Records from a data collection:

____

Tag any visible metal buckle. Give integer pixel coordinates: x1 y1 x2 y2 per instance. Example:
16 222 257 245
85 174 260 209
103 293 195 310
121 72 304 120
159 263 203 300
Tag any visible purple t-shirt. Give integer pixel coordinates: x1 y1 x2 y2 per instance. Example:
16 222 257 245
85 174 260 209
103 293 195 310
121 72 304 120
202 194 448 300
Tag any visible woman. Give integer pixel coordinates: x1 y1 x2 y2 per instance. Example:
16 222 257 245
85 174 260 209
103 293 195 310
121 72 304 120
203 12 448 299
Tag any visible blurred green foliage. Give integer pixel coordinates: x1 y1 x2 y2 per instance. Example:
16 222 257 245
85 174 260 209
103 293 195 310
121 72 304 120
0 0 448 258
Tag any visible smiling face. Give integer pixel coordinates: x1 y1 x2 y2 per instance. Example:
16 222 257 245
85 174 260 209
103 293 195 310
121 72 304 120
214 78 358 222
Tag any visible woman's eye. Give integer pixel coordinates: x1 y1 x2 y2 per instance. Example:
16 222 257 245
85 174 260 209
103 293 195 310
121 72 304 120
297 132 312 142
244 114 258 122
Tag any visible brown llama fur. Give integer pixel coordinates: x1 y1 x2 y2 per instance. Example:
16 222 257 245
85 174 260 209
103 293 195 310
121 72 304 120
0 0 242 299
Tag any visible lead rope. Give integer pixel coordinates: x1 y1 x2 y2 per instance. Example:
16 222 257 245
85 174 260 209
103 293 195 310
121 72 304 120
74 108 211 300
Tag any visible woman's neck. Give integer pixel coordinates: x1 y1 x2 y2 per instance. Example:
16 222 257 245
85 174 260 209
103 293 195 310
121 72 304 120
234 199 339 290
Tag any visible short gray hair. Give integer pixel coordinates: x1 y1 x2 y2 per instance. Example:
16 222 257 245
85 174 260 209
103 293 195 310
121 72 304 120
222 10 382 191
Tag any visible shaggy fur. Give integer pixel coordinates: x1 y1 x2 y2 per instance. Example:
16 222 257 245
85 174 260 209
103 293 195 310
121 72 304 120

____

SET PROBLEM: Reproduce the part of the listing above that opens with its first line and closes with the line containing "244 114 258 122", keeping every line unchanged.

COMPLETE ANSWER:
Tag any visible metal buckle. Give integer pixel coordinates: x1 y1 x2 y2 per instance. Example:
16 222 257 245
85 174 260 209
103 293 195 310
121 72 304 120
159 263 203 300
Tag any visible purple t-shirt. Give integer pixel coordinates: x1 y1 x2 y2 per instance. Example:
16 222 257 245
85 174 260 209
103 293 195 310
121 72 304 120
202 194 448 300
Tag any visible woman. Give integer pixel coordinates: x1 y1 x2 y2 per instance. Example:
16 222 257 245
85 174 260 209
103 293 195 310
121 72 304 120
203 12 448 299
Tag any visible blurred green foliage. Give integer pixel coordinates: x1 y1 x2 y2 per instance. Example:
16 222 257 245
85 174 260 209
103 293 195 310
121 72 304 120
0 0 448 258
Tag any visible smiling face. Give integer pixel coordinates: x1 y1 x2 y2 per instance. Example:
16 222 257 245
85 174 260 209
103 293 195 310
121 72 304 120
214 78 358 222
Tag any visible woman's eye. Give integer pixel coordinates: x1 y1 x2 y2 per instance. Example:
16 222 257 245
85 174 260 209
103 293 195 310
121 72 304 120
297 132 312 142
244 114 258 122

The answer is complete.